>> begin Passage given

# How Far Back in Time Could an English Speaker Go and Still Communicate Effectively?



## Meanderer (Feb 15, 2021)




----------



## Sunny (Feb 16, 2021)

Fascinating video, Meanderer.  It brought back a memory of my high school English teacher, a colorful "spinster" type, as they were called in those days. She was a great teacher, and most of the time we were scared to death of her.

She loved Chaucer, and one day she read that description of the gentlemanly knight, in old English, accent and all. Then she looked off into the distance with a dreamy expression, and said plaintively, "And where is he now?"


----------



## jujube (Feb 16, 2021)

I'm pretty sure there are places in the United States RIGHT NOW that an English speaker couldn't communicate efficiently...…..


----------



## Glowworm (Feb 16, 2021)

Judging from some things you hear I would say about ten seconds


----------



## Sunny (Feb 16, 2021)

Remember the song "Why Can't the English?"  in My Fair Lady?

"The Scotch and the Irish leave you close to tears. 
There even are places where English completely
Disappears. In America, they haven't used it for years!"


----------



## Jeweltea (Feb 16, 2021)

The people of Tangier Island in the middle of the Chesapeake Bay speak with a kind of Elizabethan English dialect. We went there once and they were hard to understand.


----------



## JimBob1952 (Feb 18, 2021)

I would say about 250 to 300 years.


----------



## oslooskar (Jun 6, 2021)




----------

>> end Passage given
>> begin Dataset content

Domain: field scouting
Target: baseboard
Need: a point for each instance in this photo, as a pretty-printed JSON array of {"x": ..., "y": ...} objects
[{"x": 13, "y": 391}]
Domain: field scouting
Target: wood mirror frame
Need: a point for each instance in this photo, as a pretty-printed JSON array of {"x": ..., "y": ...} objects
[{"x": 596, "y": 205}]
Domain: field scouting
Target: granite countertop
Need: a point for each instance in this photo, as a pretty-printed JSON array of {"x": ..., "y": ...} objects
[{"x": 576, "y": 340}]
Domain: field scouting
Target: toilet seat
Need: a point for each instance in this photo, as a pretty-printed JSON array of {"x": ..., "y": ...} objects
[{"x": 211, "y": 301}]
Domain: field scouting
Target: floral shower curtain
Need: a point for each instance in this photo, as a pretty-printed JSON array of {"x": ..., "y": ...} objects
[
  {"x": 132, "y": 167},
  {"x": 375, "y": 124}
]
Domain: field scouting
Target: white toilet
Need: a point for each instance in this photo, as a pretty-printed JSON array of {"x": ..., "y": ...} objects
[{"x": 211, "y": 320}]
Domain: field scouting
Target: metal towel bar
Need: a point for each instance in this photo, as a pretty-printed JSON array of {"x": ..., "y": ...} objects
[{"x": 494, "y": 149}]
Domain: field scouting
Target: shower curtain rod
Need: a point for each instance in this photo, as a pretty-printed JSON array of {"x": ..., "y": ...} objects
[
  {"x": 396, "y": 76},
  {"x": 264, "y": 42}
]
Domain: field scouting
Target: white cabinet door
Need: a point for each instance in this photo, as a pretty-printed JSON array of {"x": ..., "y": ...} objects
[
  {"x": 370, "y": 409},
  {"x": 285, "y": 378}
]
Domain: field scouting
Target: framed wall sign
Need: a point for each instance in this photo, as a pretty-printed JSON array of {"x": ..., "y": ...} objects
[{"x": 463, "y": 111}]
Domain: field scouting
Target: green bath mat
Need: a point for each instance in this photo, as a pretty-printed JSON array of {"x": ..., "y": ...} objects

>> end Dataset content

| Required work |
1. Decide whether each statement agrees with the forum thread, answering yes or no and quoting the thread's deciding words. (a) Sunny's high school teacher read Chaucer's description of the knight aloud. (b) Jeweltea found the people of Tangier Island easy to understand. (c) JimBob1952 estimated about 500 years.
2. According to the forum thread, where is Tangier Island?

| Complete answers |
1.
(a) Yes: "She loved Chaucer, and one day she read that description of the gentlemanly knight, in old English, accent and all."
(b) No: "We went there once and they were hard to understand."
(c) No: "I would say about 250 to 300 years."

2. In the middle of the Chesapeake Bay.